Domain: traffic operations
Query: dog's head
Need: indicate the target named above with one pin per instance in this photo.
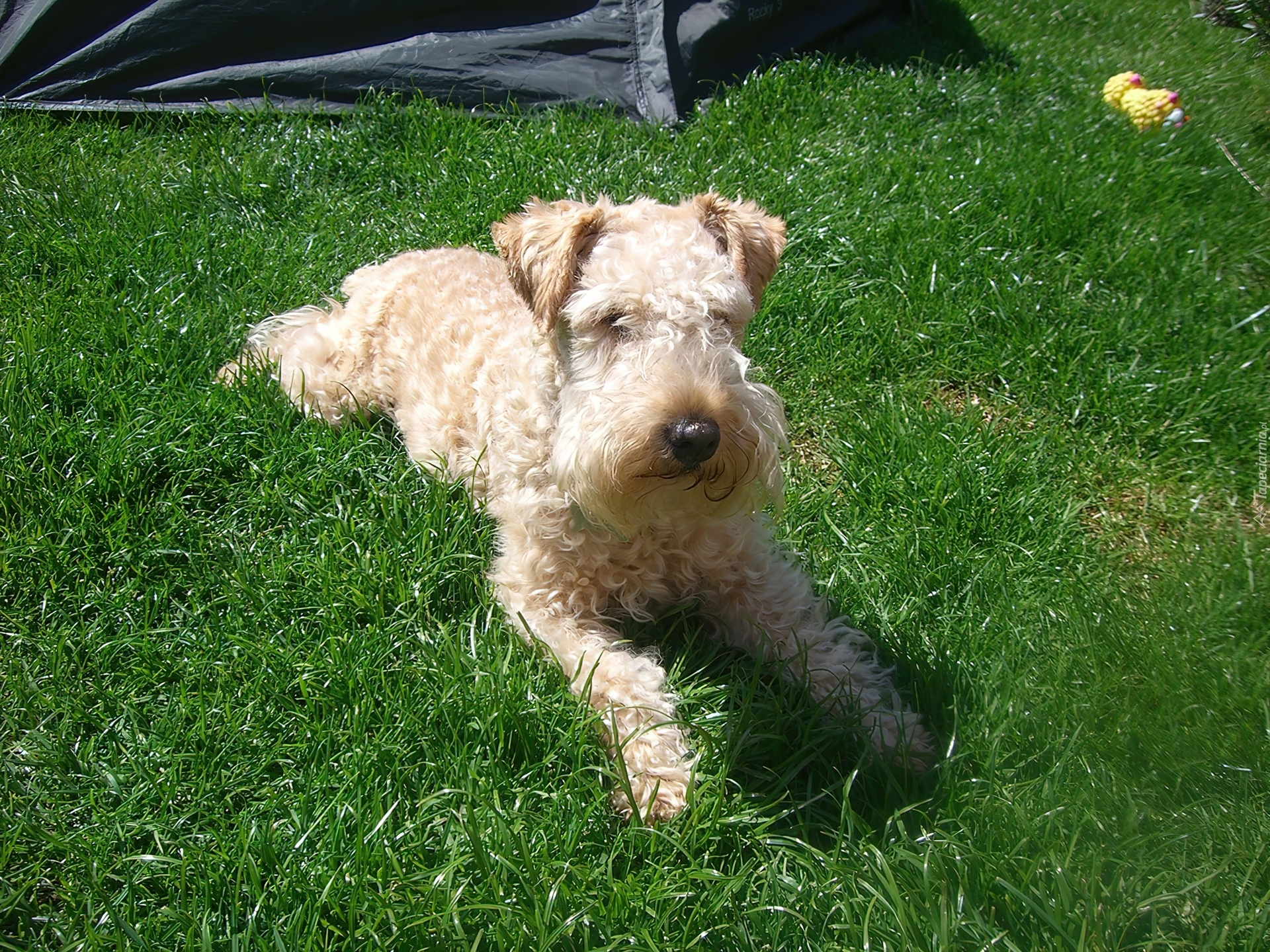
(644, 306)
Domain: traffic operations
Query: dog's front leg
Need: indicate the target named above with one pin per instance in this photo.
(644, 739)
(766, 606)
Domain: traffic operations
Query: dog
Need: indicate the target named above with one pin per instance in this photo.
(589, 386)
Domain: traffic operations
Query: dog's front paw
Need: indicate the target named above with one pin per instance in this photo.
(901, 739)
(657, 771)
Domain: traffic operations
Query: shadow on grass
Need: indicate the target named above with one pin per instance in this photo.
(763, 734)
(937, 34)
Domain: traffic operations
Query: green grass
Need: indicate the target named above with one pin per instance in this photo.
(254, 692)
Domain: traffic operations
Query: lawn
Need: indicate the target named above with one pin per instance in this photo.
(255, 695)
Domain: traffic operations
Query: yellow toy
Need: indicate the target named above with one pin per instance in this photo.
(1146, 107)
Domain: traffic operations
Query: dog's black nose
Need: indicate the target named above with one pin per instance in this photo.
(693, 442)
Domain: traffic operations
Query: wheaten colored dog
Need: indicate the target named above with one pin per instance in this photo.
(592, 391)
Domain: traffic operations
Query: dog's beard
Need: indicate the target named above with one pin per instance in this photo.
(616, 469)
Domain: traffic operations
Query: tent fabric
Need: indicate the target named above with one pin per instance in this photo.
(648, 59)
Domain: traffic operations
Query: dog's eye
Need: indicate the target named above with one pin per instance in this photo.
(614, 321)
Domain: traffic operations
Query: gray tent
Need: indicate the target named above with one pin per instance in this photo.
(646, 58)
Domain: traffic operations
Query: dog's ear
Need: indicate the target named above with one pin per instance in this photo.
(542, 247)
(748, 235)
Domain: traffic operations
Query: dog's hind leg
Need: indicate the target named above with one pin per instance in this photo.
(321, 360)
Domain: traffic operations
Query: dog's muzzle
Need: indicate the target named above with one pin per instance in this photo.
(693, 441)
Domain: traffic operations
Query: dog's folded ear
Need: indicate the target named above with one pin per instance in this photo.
(748, 235)
(542, 247)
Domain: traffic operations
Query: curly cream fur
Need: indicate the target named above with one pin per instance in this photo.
(549, 381)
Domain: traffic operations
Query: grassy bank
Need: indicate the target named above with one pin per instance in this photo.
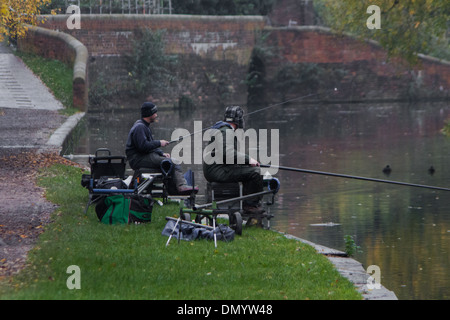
(56, 75)
(132, 261)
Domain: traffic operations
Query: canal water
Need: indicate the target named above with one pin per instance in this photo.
(405, 231)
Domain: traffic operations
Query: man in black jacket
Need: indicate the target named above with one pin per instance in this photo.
(248, 172)
(143, 151)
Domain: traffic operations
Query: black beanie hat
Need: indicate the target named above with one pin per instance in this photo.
(148, 109)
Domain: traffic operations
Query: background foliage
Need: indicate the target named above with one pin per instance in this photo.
(15, 13)
(407, 27)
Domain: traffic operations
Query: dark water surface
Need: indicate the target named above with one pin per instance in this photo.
(405, 231)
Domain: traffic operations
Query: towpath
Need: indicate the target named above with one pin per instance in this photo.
(29, 126)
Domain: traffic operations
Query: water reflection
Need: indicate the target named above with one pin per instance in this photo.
(403, 230)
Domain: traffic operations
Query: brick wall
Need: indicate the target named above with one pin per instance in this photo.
(217, 38)
(369, 73)
(215, 54)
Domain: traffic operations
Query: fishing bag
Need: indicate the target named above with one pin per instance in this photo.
(120, 209)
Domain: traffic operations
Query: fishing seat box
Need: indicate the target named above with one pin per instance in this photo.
(217, 191)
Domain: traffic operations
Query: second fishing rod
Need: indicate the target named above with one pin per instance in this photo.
(250, 113)
(338, 175)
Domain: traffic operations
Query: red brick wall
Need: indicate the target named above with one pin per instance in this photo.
(218, 38)
(223, 45)
(367, 64)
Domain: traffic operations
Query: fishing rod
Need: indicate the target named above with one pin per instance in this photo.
(245, 115)
(355, 177)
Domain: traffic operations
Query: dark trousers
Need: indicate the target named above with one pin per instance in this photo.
(153, 160)
(251, 178)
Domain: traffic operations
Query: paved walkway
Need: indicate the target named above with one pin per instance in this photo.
(31, 129)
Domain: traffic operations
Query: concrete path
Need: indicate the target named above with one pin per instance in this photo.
(19, 88)
(31, 130)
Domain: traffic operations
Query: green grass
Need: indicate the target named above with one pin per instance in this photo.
(132, 261)
(56, 75)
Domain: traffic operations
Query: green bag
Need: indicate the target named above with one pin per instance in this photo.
(120, 209)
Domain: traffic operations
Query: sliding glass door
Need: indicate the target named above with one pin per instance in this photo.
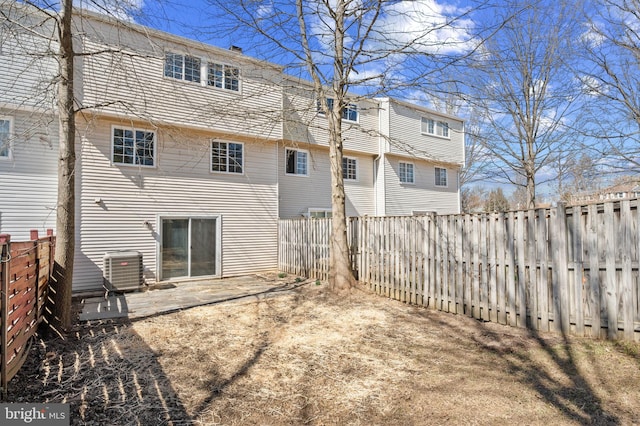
(189, 247)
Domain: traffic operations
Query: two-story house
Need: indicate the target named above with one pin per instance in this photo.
(189, 154)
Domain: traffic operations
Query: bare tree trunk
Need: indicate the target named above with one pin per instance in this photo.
(65, 219)
(531, 192)
(341, 277)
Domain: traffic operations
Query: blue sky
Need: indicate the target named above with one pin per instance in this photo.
(197, 19)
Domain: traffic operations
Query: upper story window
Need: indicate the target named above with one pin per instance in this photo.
(349, 168)
(227, 157)
(441, 176)
(296, 162)
(349, 113)
(223, 77)
(430, 126)
(5, 137)
(405, 172)
(320, 213)
(132, 146)
(182, 67)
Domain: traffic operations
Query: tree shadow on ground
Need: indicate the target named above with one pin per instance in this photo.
(547, 364)
(105, 372)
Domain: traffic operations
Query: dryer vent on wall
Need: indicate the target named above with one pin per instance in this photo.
(123, 270)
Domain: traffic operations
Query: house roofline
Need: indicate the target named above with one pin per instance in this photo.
(420, 108)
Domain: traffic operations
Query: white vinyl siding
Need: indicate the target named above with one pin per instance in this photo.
(132, 83)
(29, 69)
(303, 124)
(423, 137)
(180, 185)
(424, 195)
(297, 196)
(28, 178)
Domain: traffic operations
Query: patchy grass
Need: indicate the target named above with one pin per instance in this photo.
(315, 358)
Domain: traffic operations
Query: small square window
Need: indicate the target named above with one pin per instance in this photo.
(133, 147)
(227, 157)
(349, 168)
(5, 137)
(182, 67)
(320, 213)
(296, 162)
(443, 129)
(349, 113)
(224, 77)
(441, 176)
(428, 126)
(405, 172)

******

**Task prompt**
Omit any images, then output the listing exactly.

**Response to the exercise**
Domain: traffic operations
Query: dog's head
Need: indicate the target named above with one pin per instance in this photo.
(644, 306)
Domain: traffic operations
Query: dog's front leg
Need: indicate the target named above with one pin per instance in this photo.
(644, 739)
(766, 606)
Domain: traffic operations
Query: dog
Need: indicate the target named above with one pin per instance in this photo.
(589, 386)
Domain: traffic operations
Query: dog's front paw
Need: indicate the target named above with one pin per instance in this photo.
(901, 739)
(657, 771)
Domain: traffic operations
Query: shadow on grass
Need: indicate the target named above with one pin per instance in this photo.
(763, 734)
(937, 34)
Domain: traffic operations
Query: green grass
Need: indicate the target named above with one pin per instance in this photo.
(254, 692)
Domain: traffic operations
Query: lawn
Need: indicate the target named above with one pin per instance in this photo.
(255, 695)
Domain: traffic operations
Query: yellow toy
Need: indicate the target named above with one pin per instance in this photo.
(1146, 107)
Domain: traffic operations
Query: dog's black nose
Need: indicate the target named above with one pin per instance in this photo.
(693, 442)
Domain: traffic operations
Query: wheaten colored dog
Need: indicate the target named above with one pin per instance in this photo.
(592, 391)
Domain: traffic operations
Query: dog's beard
Need: indicate the target named above with one pin per instance in this photo.
(616, 469)
Domain: traffic operations
Query: tent fabric
Need: indicate the target named above with one pin per instance in this photo.
(648, 59)
Domain: traffic operations
Query: dog's eye
Need: indicate the target named above with one pin per instance in this photo.
(614, 321)
Domain: traffic operations
Query: gray tent
Need: indicate the target named above with one pin per instance in this photo.
(646, 58)
Domain: traffic operations
Query: dog's ear
Need: indicate the target named above with one pin per instance in this photo.
(542, 247)
(748, 235)
Domain: traffic operations
Query: dog's hind leg
Need: indicate the target named above with one pin per instance in this photo.
(321, 360)
Domain: traffic operations
Query: dog's muzzle
Need: indicate the target named above with one pin per instance in this photo.
(693, 441)
Domain: traffic operations
Query: dog's folded ear
Need: indicate the target named above with one pin per instance in this photo.
(748, 235)
(542, 247)
Domain: traffic operations
Query: curly cream fur
Need: indicate the target named above with one pin per instance in this photo.
(549, 381)
Domain: traffic operations
Query: grassy bank
Need: indicate the target named above with one pin per instance in this photo.
(56, 75)
(132, 261)
Domain: traffic operations
Query: canal water
Need: indicate the target named above with one pin per instance in this photo.
(405, 231)
Domain: traffic operations
Query: man in black jacket
Need: indicate the target named above with one pin per instance in this photo.
(248, 172)
(143, 151)
Domain: traffic operations
Query: black beanie hat
Need: indicate the target named above with one pin per instance in this photo.
(148, 109)
Domain: traffic operations
Query: background foliage
Need: indicate the target named above with one pin per instance in this photo.
(15, 13)
(407, 27)
Domain: traffic operations
Query: dark water surface
Need: indicate the target named above with one pin per instance in this photo.
(405, 231)
Domain: traffic operations
Query: towpath
Need: indicate the target named above with one pin per instance in this photo.
(29, 126)
Domain: traffic operations
Query: water reflection
Need: indicate the target named above with one pin per instance in this photo.
(403, 230)
Domain: traffic operations
Query: brick wall
Need: indicate the target named above with one pin per instance in this photo.
(217, 38)
(369, 73)
(215, 54)
Domain: traffic operations
Query: fishing bag
Need: indicate the target named above with one pin per instance in this photo.
(120, 209)
Domain: traffic operations
Query: fishing seat box
Need: indicate the target named above with one pin per instance in this photo.
(217, 191)
Domain: traffic operations
Query: second fishing rod
Need: indicate the target named above with one pin per instance in this photo.
(250, 113)
(338, 175)
Domain: traffic operations
Query: red brick wall
Need: indicate the target named above with one pin per instance in this photo.
(218, 38)
(223, 45)
(367, 64)
Domain: traffic operations
Query: fishing rod
Need: indicate the target named above with one pin per instance in this photo.
(245, 115)
(355, 177)
Domain: traffic operations
Query: dark trousers
Need: indicate the target named above with one pin per instance in this photo.
(153, 160)
(251, 178)
Domain: traffic operations
Query: paved walkway
Need: indicate the target named above with one pin per instance in this photo.
(31, 129)
Domain: traffic operations
Query: concrete path
Need: indicate the target named above with one pin per instance in this photo.
(19, 88)
(31, 130)
Domain: traffic operations
Query: green grass
Need: indicate the target named above with one pin per instance in this photo.
(132, 261)
(56, 75)
Domain: traffic operations
Query: green bag
Need: indicate the target named above with one pin per instance in this photo.
(120, 209)
Domain: traffic operations
Query: sliding glass door
Need: indicate the target named above with one pin per instance in this photo.
(189, 247)
Domain: traffic operations
Query: two-story house
Need: indicate the target named above with one pin per instance in this photo.
(189, 154)
Domain: traffic operations
Query: bare tree trunk
Need: indicate the target named above with one pin per instance in this photo.
(65, 219)
(531, 192)
(341, 277)
Domain: traffic operations
Query: blue sky
Need: indicate the target named above with one pin per instance in this photo.
(197, 19)
Domain: traffic operations
Query: upper story window
Need: indicate the target named above with one pin per instance in this photo.
(349, 168)
(227, 157)
(441, 176)
(296, 162)
(349, 113)
(223, 77)
(430, 126)
(5, 137)
(405, 172)
(320, 213)
(132, 146)
(182, 67)
Domain: traffic operations
Query: tree shadow on ground
Need: indicate the target named above with one pin per instance in this photo.
(547, 364)
(105, 372)
Domain: traffic operations
Query: dryer vent on wall
Need: indicate the target named above with one pin per instance in this photo.
(123, 270)
Domain: traffic operations
Query: house roofline
Need: indicate the target named above with one pin per instance in this photo.
(420, 108)
Domain: traffic operations
Query: white vinyl siding
Need: indicate the target named above with one pin per instance in this photo.
(132, 83)
(29, 69)
(303, 124)
(423, 137)
(180, 185)
(424, 195)
(297, 196)
(28, 178)
Domain: traffic operations
Query: patchy grass
Need: indicate the target named above with one pin per instance in this photo.
(315, 358)
Domain: traffic operations
Query: small square window
Need: indicate the target named above with one pin per instance in this photo.
(133, 147)
(227, 157)
(349, 168)
(5, 137)
(182, 67)
(320, 213)
(296, 162)
(443, 129)
(349, 113)
(224, 77)
(441, 176)
(428, 126)
(405, 172)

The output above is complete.